### Exercise description
Can you convert the records below into a Markdown table with a "No." column numbering each row and an "Entry" column holding the line itself? Skip blank lines and leave the pictures out.

### Material
□ □ □ □ □
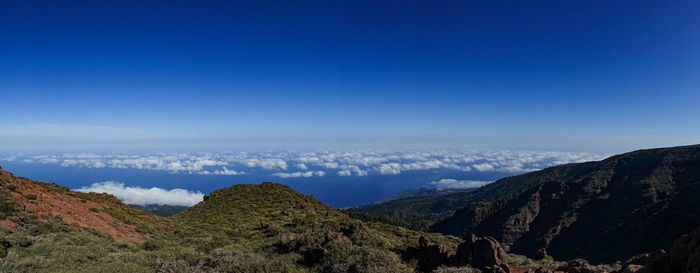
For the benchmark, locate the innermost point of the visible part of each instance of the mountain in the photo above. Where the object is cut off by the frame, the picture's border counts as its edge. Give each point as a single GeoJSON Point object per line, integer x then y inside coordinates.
{"type": "Point", "coordinates": [270, 227]}
{"type": "Point", "coordinates": [422, 192]}
{"type": "Point", "coordinates": [601, 211]}
{"type": "Point", "coordinates": [265, 227]}
{"type": "Point", "coordinates": [160, 210]}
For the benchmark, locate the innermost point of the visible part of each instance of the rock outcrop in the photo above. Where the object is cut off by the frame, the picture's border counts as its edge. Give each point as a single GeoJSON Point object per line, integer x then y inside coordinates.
{"type": "Point", "coordinates": [485, 254]}
{"type": "Point", "coordinates": [683, 258]}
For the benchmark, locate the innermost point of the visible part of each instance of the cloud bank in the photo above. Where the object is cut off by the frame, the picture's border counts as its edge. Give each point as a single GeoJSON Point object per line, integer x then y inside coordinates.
{"type": "Point", "coordinates": [291, 163]}
{"type": "Point", "coordinates": [143, 196]}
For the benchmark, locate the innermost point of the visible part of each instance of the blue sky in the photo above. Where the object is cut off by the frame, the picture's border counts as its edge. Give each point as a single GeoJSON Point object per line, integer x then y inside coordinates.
{"type": "Point", "coordinates": [576, 75]}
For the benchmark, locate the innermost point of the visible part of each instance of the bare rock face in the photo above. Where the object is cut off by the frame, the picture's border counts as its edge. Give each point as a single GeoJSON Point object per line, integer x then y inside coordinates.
{"type": "Point", "coordinates": [683, 258]}
{"type": "Point", "coordinates": [430, 255]}
{"type": "Point", "coordinates": [577, 266]}
{"type": "Point", "coordinates": [464, 251]}
{"type": "Point", "coordinates": [685, 253]}
{"type": "Point", "coordinates": [488, 255]}
{"type": "Point", "coordinates": [541, 254]}
{"type": "Point", "coordinates": [487, 251]}
{"type": "Point", "coordinates": [632, 268]}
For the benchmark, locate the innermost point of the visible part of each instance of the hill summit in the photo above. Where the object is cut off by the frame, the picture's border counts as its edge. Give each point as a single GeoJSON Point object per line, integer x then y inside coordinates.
{"type": "Point", "coordinates": [601, 211]}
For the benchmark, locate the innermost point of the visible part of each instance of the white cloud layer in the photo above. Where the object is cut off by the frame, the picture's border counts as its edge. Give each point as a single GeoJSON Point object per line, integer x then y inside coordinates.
{"type": "Point", "coordinates": [300, 174]}
{"type": "Point", "coordinates": [458, 184]}
{"type": "Point", "coordinates": [143, 196]}
{"type": "Point", "coordinates": [286, 164]}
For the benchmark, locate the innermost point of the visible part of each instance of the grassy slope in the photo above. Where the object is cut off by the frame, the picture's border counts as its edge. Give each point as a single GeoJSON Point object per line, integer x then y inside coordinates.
{"type": "Point", "coordinates": [244, 228]}
{"type": "Point", "coordinates": [610, 209]}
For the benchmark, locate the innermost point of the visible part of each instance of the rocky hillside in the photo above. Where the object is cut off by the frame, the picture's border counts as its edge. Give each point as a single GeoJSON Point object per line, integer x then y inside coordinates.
{"type": "Point", "coordinates": [22, 198]}
{"type": "Point", "coordinates": [269, 227]}
{"type": "Point", "coordinates": [601, 211]}
{"type": "Point", "coordinates": [420, 193]}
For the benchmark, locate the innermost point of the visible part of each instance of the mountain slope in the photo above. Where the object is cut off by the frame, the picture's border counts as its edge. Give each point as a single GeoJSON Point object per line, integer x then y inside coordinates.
{"type": "Point", "coordinates": [270, 227]}
{"type": "Point", "coordinates": [102, 212]}
{"type": "Point", "coordinates": [601, 211]}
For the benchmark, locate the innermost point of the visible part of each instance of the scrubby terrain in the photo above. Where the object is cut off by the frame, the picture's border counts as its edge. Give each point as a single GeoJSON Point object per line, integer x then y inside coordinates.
{"type": "Point", "coordinates": [642, 205]}
{"type": "Point", "coordinates": [601, 211]}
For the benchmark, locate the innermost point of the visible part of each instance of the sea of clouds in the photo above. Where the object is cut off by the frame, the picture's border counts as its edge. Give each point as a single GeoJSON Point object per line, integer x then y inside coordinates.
{"type": "Point", "coordinates": [291, 164]}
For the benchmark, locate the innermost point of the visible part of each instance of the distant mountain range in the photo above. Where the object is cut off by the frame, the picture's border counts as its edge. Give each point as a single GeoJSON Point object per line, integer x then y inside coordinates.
{"type": "Point", "coordinates": [601, 211]}
{"type": "Point", "coordinates": [630, 205]}
{"type": "Point", "coordinates": [422, 192]}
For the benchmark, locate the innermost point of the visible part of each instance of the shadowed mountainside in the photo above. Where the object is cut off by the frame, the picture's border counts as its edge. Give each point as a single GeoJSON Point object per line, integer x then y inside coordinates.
{"type": "Point", "coordinates": [601, 211]}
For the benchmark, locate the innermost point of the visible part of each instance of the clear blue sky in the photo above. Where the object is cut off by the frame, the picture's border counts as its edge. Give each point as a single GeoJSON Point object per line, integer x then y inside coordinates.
{"type": "Point", "coordinates": [586, 75]}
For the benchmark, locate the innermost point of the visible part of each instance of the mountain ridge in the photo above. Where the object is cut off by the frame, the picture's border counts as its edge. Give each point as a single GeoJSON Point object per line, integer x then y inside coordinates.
{"type": "Point", "coordinates": [572, 204]}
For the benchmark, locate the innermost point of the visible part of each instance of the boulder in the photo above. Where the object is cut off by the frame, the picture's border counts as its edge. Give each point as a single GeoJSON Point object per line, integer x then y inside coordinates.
{"type": "Point", "coordinates": [464, 251]}
{"type": "Point", "coordinates": [334, 236]}
{"type": "Point", "coordinates": [487, 252]}
{"type": "Point", "coordinates": [541, 254]}
{"type": "Point", "coordinates": [576, 266]}
{"type": "Point", "coordinates": [430, 255]}
{"type": "Point", "coordinates": [489, 256]}
{"type": "Point", "coordinates": [632, 268]}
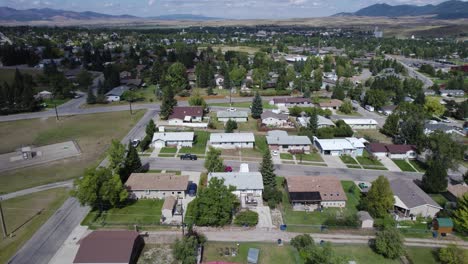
□ □ □ □ □
### Correct response
| No. | Entry |
|---|---|
| 1 | For the benchmark, locate the innermost point of the visible part of each instance of the mountain in the photo above. Where the object is cut off by the frame, the picture's border counts as its edge. Give each point as a single GeoJSON Point object per line, integer x then y inside coordinates. |
| 2 | {"type": "Point", "coordinates": [270, 227]} |
| 3 | {"type": "Point", "coordinates": [422, 192]} |
| 4 | {"type": "Point", "coordinates": [601, 211]} |
| 5 | {"type": "Point", "coordinates": [265, 227]} |
| 6 | {"type": "Point", "coordinates": [160, 210]} |
| 7 | For the benchmark, locate the innermost point of the visible part of each instance of the rock outcrop in the photo above. Where the object is cut off by the frame, the picture's border counts as its edge. Give each point as a single GeoJSON Point object per line, integer x then y inside coordinates. |
| 8 | {"type": "Point", "coordinates": [485, 254]} |
| 9 | {"type": "Point", "coordinates": [683, 258]} |
| 10 | For the benchmark, locate the innermost point of the visible part of each instance of the cloud bank in the photo above. Where the object is cut off by the frame, the picture's border counts as its edge. Give each point as a single GeoJSON Point object per line, integer x then y inside coordinates. |
| 11 | {"type": "Point", "coordinates": [291, 163]} |
| 12 | {"type": "Point", "coordinates": [143, 196]} |
| 13 | For the benchmark, locate the innermost point of the visible part of each instance of the blue sky in the photo above. Where the object is cut off by the frame, the picture's border counts as its edge. Give each point as a single GeoJSON Point object per line, integer x then y inside coordinates. |
| 14 | {"type": "Point", "coordinates": [576, 75]} |
| 15 | For the benchmark, locate the innermost point of the visible part of each instance of the bare rock face in the photo above. Where the object is cut off by the frame, the picture's border counts as its edge. Give each point as a single GeoJSON Point object per line, integer x then y inside coordinates. |
| 16 | {"type": "Point", "coordinates": [683, 258]} |
| 17 | {"type": "Point", "coordinates": [430, 255]} |
| 18 | {"type": "Point", "coordinates": [577, 266]} |
| 19 | {"type": "Point", "coordinates": [464, 251]} |
| 20 | {"type": "Point", "coordinates": [685, 253]} |
| 21 | {"type": "Point", "coordinates": [488, 255]} |
| 22 | {"type": "Point", "coordinates": [541, 254]} |
| 23 | {"type": "Point", "coordinates": [487, 251]} |
| 24 | {"type": "Point", "coordinates": [632, 268]} |
| 25 | For the benchmark, locate the innermost point of the visible part of each instance of the hill summit in the photo above. Where the object is cut off by the frame, the picture's border counts as its edge. Give each point as a single GeoJSON Point object per line, integer x then y inside coordinates. |
| 26 | {"type": "Point", "coordinates": [601, 211]} |
| 27 | For the benchmark, locate the innermost point of the visible part of each instance of the white cloud layer in the photo above. Where the object is cut off by the frame, the picture's border counts as its edge. Give each point as a single GeoJSON Point object per line, integer x then y inside coordinates. |
| 28 | {"type": "Point", "coordinates": [300, 174]} |
| 29 | {"type": "Point", "coordinates": [458, 184]} |
| 30 | {"type": "Point", "coordinates": [143, 196]} |
| 31 | {"type": "Point", "coordinates": [286, 164]} |
| 32 | For the benchmark, locate the innermost point of the visible part of each instance of the grassy slope in the photo above. Where the object is cut off by the frame, the picture's border counts as its edge. Give each point as a single GeoJSON Point object per line, integer x then y inside coordinates. |
| 33 | {"type": "Point", "coordinates": [244, 228]} |
| 34 | {"type": "Point", "coordinates": [610, 209]} |
| 35 | For the benchmark, locate the innermost point of the visible part of each instance of the rocky hillside in the photo above. Where the object is cut off by the frame, the picture's border counts as its edge. Give each point as a single GeoJSON Point object per line, integer x then y inside coordinates. |
| 36 | {"type": "Point", "coordinates": [22, 198]} |
| 37 | {"type": "Point", "coordinates": [269, 227]} |
| 38 | {"type": "Point", "coordinates": [601, 211]} |
| 39 | {"type": "Point", "coordinates": [420, 193]} |
| 40 | For the benchmark, locate the innermost point of the visible part of each instance of the mountain slope in the photo above. Where the object is cut off by the frame, the picture's border counts as its edge. Give each point as a single GeoJSON Point object per line, integer x then y inside coordinates. |
| 41 | {"type": "Point", "coordinates": [270, 227]} |
| 42 | {"type": "Point", "coordinates": [102, 212]} |
| 43 | {"type": "Point", "coordinates": [601, 211]} |
| 44 | For the benchmark, locate the innermost point of the visible part of each instance of the scrubby terrain in the photo above. Where the object is cut off by the frame, the picture's border counts as its edge. Give each point as a single GeoJSON Point object per line, integer x then y inside coordinates. |
| 45 | {"type": "Point", "coordinates": [642, 205]} |
| 46 | {"type": "Point", "coordinates": [601, 211]} |
| 47 | For the benchmark, locate the innermost point of the visible part of each instance of the sea of clouds in the photo above. Where the object is cut off by the frame, the picture's border counts as its edge. Give each point as a single GeoJSON Point object per line, integer x then y inside coordinates. |
| 48 | {"type": "Point", "coordinates": [291, 164]} |
| 49 | For the benchmark, locate the innermost point of the visible part of each instance of the distant mountain range in the photo above. Where the object is cut off by the frame, the picture's border counts as its edge. Give each point as a single GeoJSON Point object per line, integer x then y inside coordinates. |
| 50 | {"type": "Point", "coordinates": [601, 211]} |
| 51 | {"type": "Point", "coordinates": [630, 205]} |
| 52 | {"type": "Point", "coordinates": [422, 192]} |
| 53 | For the benchmark, locate the innermost point of the visible part of each instance of the shadowed mountainside in the photo above. Where the object is cut off by the frame, the picture's border counts as its edge. Give each point as a single GeoJSON Point object per line, integer x then y inside coordinates. |
| 54 | {"type": "Point", "coordinates": [601, 211]} |
| 55 | For the benchmark, locate the innermost point of the visible part of each instance of the clear blue sky in the photo above. Where the object is cut off by the frame, the picture's border counts as its edge. Give each point as a single GeoJSON Point object per line, integer x then y inside coordinates. |
| 56 | {"type": "Point", "coordinates": [586, 75]} |
| 57 | For the benchmark, locate the innermost point of the visible part of each instance of the mountain ridge in the photo above. Where the object is cut off by the frame, the picture's border counts as its edge. Give each point as a single GeoJSON Point object per line, integer x then y inside coordinates. |
| 58 | {"type": "Point", "coordinates": [572, 204]} |
| 59 | For the benchmark, locate the innermost point of the visible part of each instance of the boulder in the photo above. Where the object is cut off by the frame, the picture's border counts as its edge. Give each point as a single GeoJSON Point object per line, integer x then y inside coordinates. |
| 60 | {"type": "Point", "coordinates": [464, 251]} |
| 61 | {"type": "Point", "coordinates": [334, 236]} |
| 62 | {"type": "Point", "coordinates": [487, 252]} |
| 63 | {"type": "Point", "coordinates": [541, 254]} |
| 64 | {"type": "Point", "coordinates": [576, 266]} |
| 65 | {"type": "Point", "coordinates": [430, 255]} |
| 66 | {"type": "Point", "coordinates": [489, 256]} |
| 67 | {"type": "Point", "coordinates": [632, 268]} |